Task brief: Pick out each line in the records below that contains the word "cloud" and copy those lines.

[Named object pointing entries]
◆ ◆ ◆ ◆ ◆
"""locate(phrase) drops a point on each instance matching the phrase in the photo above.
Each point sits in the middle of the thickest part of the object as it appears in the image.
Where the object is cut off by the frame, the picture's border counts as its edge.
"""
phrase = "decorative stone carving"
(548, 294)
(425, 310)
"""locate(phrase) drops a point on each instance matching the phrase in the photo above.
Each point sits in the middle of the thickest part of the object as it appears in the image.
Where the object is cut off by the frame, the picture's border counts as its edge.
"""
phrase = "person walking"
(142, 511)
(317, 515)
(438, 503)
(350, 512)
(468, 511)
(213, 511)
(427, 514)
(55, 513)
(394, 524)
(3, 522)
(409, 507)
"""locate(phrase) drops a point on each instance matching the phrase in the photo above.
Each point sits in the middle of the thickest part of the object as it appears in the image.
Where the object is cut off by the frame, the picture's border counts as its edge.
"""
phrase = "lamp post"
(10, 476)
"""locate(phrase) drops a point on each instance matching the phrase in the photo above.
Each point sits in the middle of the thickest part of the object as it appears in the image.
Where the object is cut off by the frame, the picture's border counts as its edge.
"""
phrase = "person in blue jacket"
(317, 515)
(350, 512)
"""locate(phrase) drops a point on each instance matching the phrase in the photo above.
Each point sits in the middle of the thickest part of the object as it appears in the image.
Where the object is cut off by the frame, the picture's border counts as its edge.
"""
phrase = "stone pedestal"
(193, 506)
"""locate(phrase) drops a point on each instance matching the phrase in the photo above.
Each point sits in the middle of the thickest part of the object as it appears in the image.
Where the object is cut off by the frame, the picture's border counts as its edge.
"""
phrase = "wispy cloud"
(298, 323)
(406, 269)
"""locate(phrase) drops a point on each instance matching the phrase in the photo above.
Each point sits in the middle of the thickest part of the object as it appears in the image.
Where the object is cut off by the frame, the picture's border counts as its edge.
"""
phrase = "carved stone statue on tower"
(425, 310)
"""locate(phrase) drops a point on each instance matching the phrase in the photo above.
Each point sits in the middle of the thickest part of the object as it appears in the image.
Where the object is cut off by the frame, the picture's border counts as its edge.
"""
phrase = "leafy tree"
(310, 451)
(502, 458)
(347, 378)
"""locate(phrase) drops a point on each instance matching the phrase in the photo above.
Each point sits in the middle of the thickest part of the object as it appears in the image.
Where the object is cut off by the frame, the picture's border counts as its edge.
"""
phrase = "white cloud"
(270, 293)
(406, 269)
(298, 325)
◆ ◆ ◆ ◆ ◆
Result for this task:
phrase = "wispy cloud"
phrase = "white cloud"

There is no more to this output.